PROBLEM DETAILS
Identify the line in which "rough mask: <svg" appears, then reproduce that line and all remaining lines of the records word for word.

DATA TO USE
# # #
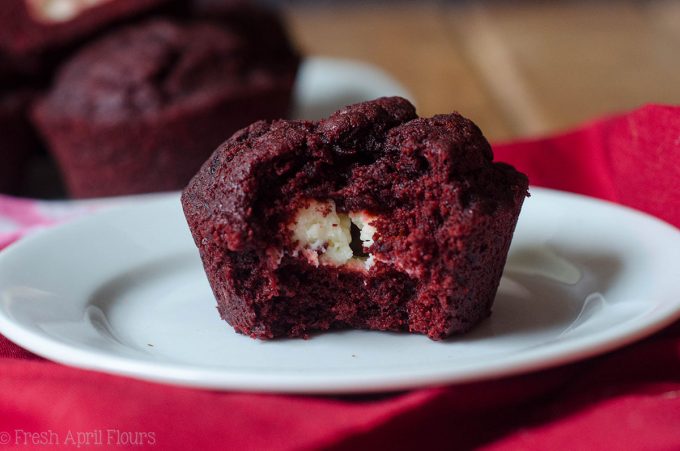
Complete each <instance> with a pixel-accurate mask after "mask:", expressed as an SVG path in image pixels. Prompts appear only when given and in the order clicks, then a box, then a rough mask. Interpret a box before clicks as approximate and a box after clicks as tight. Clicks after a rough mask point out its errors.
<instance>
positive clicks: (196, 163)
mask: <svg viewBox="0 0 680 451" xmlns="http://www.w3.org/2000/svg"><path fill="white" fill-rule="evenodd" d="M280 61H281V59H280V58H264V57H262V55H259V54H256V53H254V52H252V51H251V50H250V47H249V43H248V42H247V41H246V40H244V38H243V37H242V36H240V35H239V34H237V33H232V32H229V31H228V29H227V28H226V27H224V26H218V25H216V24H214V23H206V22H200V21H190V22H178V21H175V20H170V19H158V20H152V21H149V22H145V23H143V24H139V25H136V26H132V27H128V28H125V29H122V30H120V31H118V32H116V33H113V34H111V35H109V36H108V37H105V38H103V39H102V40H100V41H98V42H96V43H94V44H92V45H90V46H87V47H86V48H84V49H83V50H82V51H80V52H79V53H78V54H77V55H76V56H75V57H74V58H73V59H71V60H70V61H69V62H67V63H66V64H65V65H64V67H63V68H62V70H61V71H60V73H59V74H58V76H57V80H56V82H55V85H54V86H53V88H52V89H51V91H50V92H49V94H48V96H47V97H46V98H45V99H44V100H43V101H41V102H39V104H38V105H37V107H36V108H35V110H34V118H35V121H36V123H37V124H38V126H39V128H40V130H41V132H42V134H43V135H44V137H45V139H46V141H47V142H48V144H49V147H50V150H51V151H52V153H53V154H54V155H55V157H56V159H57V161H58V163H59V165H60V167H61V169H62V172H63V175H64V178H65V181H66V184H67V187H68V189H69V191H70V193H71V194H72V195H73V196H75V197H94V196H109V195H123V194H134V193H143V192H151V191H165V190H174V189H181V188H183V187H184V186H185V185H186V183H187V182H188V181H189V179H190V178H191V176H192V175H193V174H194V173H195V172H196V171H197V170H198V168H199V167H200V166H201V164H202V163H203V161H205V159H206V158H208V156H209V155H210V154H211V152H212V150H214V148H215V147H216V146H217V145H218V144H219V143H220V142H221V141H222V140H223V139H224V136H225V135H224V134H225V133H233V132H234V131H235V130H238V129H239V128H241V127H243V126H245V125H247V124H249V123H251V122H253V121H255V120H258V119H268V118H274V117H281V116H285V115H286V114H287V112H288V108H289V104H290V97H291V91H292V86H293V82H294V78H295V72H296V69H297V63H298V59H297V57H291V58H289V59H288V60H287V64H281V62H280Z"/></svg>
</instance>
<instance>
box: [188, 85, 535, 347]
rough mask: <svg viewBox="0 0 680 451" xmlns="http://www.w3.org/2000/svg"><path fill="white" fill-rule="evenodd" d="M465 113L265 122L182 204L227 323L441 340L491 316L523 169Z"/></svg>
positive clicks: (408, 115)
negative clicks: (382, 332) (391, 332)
# # #
RESULT OF THE EXERCISE
rough mask: <svg viewBox="0 0 680 451" xmlns="http://www.w3.org/2000/svg"><path fill="white" fill-rule="evenodd" d="M465 113L265 122L182 204L227 323L441 340L491 316L523 169Z"/></svg>
positive clicks: (408, 115)
negative clicks: (382, 332) (391, 332)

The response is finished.